TEXTO DADO:
----

Escrivá de Balaguer y Quentin Tarantino: dos vidas marcadas por la misma tragedia
27 de Septiembre.- Ser un director de culto debe de ser duro si eres de esas personas que tienen cierto apego por la realidad.
Una situación surrealista (a medias prisión dorada, a medias inyección de ego constante) que debe de ser como una que narra el periodista español Luis Carandell (q.e.p.d.) en su estupenda (y desternillante) biografía de Jose María Escrivá de Balaguer, fundador del Opus Dei.
Cuenta el periodista que como los miembros de la Obra, con muy buen ojo clínico, estaban convencidos de que convivían con un santo (o con alguien, que en algún momento, lo sería) tenían siempre a dos tipos con una libreta detrás del sacerdote barbastrino apuntando aquellas frases que decía por si los exégetas futuros podían sacar algo espiritual de ellas. Pues bien: según el zumbón volúmen de Carandell, un día estaba el beatífico cura aragonés en Torreciudad cuando, en mitad de un acto a cielo abierto, en pleno verano, sintió sed y pidió una Coca-cola. Inmediatamente, los alrededores del orador se llenaron de susurros jubilosos y de ojos en blanco:
-¡Una coca-cola! !El Padre ha pedido una coca-cola!

----

DATOS PROPORCIONADOS:
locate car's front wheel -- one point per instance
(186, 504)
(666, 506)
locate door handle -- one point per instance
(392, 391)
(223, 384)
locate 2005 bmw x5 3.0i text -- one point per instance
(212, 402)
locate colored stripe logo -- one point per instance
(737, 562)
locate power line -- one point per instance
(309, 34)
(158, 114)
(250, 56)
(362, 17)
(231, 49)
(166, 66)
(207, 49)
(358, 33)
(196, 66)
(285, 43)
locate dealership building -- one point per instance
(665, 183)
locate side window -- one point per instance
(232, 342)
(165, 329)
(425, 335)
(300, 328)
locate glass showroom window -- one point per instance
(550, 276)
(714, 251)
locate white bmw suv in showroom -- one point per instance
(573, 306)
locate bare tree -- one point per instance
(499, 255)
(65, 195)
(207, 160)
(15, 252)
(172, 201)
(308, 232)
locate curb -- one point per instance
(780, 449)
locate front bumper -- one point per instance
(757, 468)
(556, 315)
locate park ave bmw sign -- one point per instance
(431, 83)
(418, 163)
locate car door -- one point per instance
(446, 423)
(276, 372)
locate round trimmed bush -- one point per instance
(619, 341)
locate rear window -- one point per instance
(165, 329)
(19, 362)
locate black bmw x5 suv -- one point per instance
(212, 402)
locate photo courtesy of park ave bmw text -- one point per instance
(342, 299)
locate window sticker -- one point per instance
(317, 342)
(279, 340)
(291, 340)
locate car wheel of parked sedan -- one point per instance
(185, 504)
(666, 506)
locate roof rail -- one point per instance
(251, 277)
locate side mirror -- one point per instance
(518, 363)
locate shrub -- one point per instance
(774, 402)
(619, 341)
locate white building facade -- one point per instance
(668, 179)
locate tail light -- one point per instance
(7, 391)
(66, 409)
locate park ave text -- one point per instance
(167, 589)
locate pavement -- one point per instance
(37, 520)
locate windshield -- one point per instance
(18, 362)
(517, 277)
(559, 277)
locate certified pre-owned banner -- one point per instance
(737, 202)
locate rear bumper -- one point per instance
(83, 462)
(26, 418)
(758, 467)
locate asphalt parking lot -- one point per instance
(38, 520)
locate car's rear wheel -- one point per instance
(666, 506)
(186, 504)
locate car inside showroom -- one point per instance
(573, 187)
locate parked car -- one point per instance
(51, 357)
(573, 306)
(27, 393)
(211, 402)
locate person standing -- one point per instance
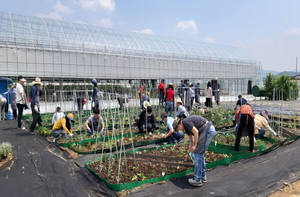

----

APLICA LO LEÍDO:
[A] Resume en menos palabras el párrafo del texto dado que empieza con «Cuenta el periodista que», sin perder sus datos principales.
[B] Según el texto dado, ¿quién escribió la biografía de José María Escrivá de Balaguer?

TUS RESPUESTAS ESCRITAS:
[A] Los miembros de la Obra creían convivir con un santo, o con alguien que llegaría a serlo, y por eso dos hombres seguían siempre al sacerdote con una libreta para anotar sus frases, por si los futuros exégetas les sacaban algo espiritual. Según el libro de Carandell, un verano, durante un acto al aire libre en Torreciudad, el cura tuvo sed y pidió una Coca-Cola. Enseguida se oyeron a su alrededor susurros de júbilo y se vieron ojos en blanco.

[B] El periodista español Luis Carandell.